### [GIVEN PASSAGE]
In a recent study published in PLoS ONE, researchers assessed the protective effect of sleep on children’s executive skills during coronavirus disease 2019 (COVID-19) isolation.
The COVID-19 pandemic affected all elements of our daily lives. Many nations have established a confinement plan to limit the virus’s spread. Confinement poses harm to the mental health of both adults and adolescents.
However, it is unknown if confinement has harmful long-term effects on development. In addition to consequences related to mental health, adolescents, adults, and young children have reported alterations in sleep patterns due to COVID-19 confinement.
Young children had altered sleep patterns, including irregular bedtimes, increased day-to-day variability as well as fragmentation of sleep. Confinement reduced sleep in children and adults, although it remains unclear whether severely decreased sleep affects later cognitive and behavioral development.
About the study
In the present study, researchers employed COVID-19 confinement to examine whether a reduction in children’s sleep affected their executive function six months later.
During the COVID-19 confinement period observed in 2020, participants were selected through the distribution of flyers via social media and databases and at kindergartens, childcare facilities, and pediatric hospitals.
To evaluate children’s sleep during the acute period of confinement in April 2020, the team conducted an online survey in English, Italian, French, and Spanish. A retrospective evaluation of the period preceding confinement (pre-confinement and an evaluation of the current situation (during confinement) were conducted.
A November 2020 survey (follow-up) retrospectively evaluated the executive functions of the same participants during the prior six months. Information related to 412 preschoolers was collected for the study.
In the initial study, the Children’s Sleep Habits Questionnaire was used to quantify children’s sleep. The team investigated the sleep patterns of children across four basic sleep domains: bedtime, nighttime sleep duration, sleep latency, and nighttime awakenings.
The caregivers were asked to rate the phrases “My child goes to bed at the same time every night” for bedtime, ”My child falls asleep 20 minutes after bedtime” for sleep latency, “My child sleeps for approximately the same timespan every day” for nighttime sleep duration and “How frequently does your child awaken during the night?” for nighttime awakenings.
Parents completed the Behavior Rating Inventory of Executive Function-Preschool Version (BRIEF-P) in November 2020. The BRIEF-P serves as a tool for measuring executive functioning in children between the ages of two years to five years and 11 months. Following the BRIEF-P scoring guidelines, each participant’s responses were categorized into five subscales: inhibit, emotional control, shift, working memory, and organizing/planning.
The team evaluated the impact of COVID-19 confinement on the sleep of preschool children by comparing changes between pre-confinement and during-confinement and found two significant alterations.
First, bedtimes had become more consistent, indicating that children had a higher chance of going to bed at the same time each night under confinement than before.
Secondly, short sleep latency was recorded more frequently, suggesting that children were asleep within 20 minutes of going to bed more often during confinement than before confinement. As a result of the acute confinement implementation, the stability in neither nighttime awakenings nor nighttime sleep duration altered significantly.

### [GIVEN DATA]
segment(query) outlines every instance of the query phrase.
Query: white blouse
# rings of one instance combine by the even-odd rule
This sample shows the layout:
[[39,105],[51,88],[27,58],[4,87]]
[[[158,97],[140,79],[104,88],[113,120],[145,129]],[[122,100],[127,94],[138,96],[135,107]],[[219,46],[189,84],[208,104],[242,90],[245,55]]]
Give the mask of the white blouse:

--

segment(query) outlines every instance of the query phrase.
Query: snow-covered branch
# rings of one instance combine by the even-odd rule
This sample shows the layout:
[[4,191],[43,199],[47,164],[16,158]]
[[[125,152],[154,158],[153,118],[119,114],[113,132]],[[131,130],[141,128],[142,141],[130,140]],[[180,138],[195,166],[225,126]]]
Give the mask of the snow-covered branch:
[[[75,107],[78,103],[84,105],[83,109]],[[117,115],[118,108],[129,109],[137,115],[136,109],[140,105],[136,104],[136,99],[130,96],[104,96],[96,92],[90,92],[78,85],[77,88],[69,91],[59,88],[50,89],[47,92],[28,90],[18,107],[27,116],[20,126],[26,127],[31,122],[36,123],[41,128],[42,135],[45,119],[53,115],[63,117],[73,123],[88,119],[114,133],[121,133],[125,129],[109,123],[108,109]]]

### [EXERCISE SET]
1. According to the sleep study text, how many preschoolers' information was collected?
2. In the sleep study text, switch "survey" to "questionnaire" in everything from "To evaluate children’s" down to "for the study.".
3. Continue the text about children's sleep during COVID-19 confinement from the point where it stops.

### [TASK-BY-TASK RESULTS]
1. Information on 412 preschoolers was collected.

2.
To evaluate children’s sleep during the acute period of confinement in April 2020, the team conducted an online questionnaire in English, Italian, French, and Spanish. A retrospective evaluation of the period preceding confinement (pre-confinement and an evaluation of the current situation (during confinement) were conducted.
A November 2020 questionnaire (follow-up) retrospectively evaluated the executive functions of the same participants during the prior six months. Information related to 412 preschoolers was collected for the study.

3.
The absence of a significant impact suggested that the bedtimes, nighttime sleep duration, sleep latency, and nighttime awakenings of preschool children did not predict the cognitive outcomes estimated as executive functions six months later. Furthermore, the team explored whether the acute shift in children’s sleep behavior after COVID-19 confinement predicted their executive functions six months later. Results showed that alterations in nighttime awakenings could effectively predict subsequent inhibitory self-control index.
The team also found that gender was an important factor in the inhibit score subscale, with boys exhibiting lower inhibitory scores than girls. On the Emotional Control Subscale, emergent metacognition index, inhibitory self-control index, and the global executive composite (GEC), boys had lower scores than girls. The incorporation of variables revealed that a higher degree of caregiver stress predicted a lower flexibility index, GEC, and shift subscale. Additionally, the inclusion of covariates had a slight effect on the results, but did not alter the significance threshold for children’s Nighttime Awakenings as predicting factors in the inhibitory self-control index, emotional control subscales, and inhibit at follow-up.
The team also discovered a correspondence between inhibitory self-control and nighttime awakening indices. This was noted as confinement-induced alterations in nighttime awakening inversely predicted the subscale of Inhibitory self-control at the time of follow-up. In addition, more frequently occurring nighttime awakenings had a detrimental influence on the emotional control subscale during the time of follow-up. Furthermore, there were no remarkable effects of the shift in Nighttime Awakening on the subscales of working memory, shift, and plan/organize.
The study findings indicated the effect of sleep quality on cognitive performance, particularly during development. The data showed that preschoolers also had disturbed sleep in the setting of COVID-19, which particularly predicted inhibitory self-regulation outcomes six months later. Acute deterioration of nightly sleep during critical periods may interfere with cognitive development processes. The researchers believe that in challenging contexts, cognitive growth mechanisms in preschool children could be aided by the sleeping habits of the children.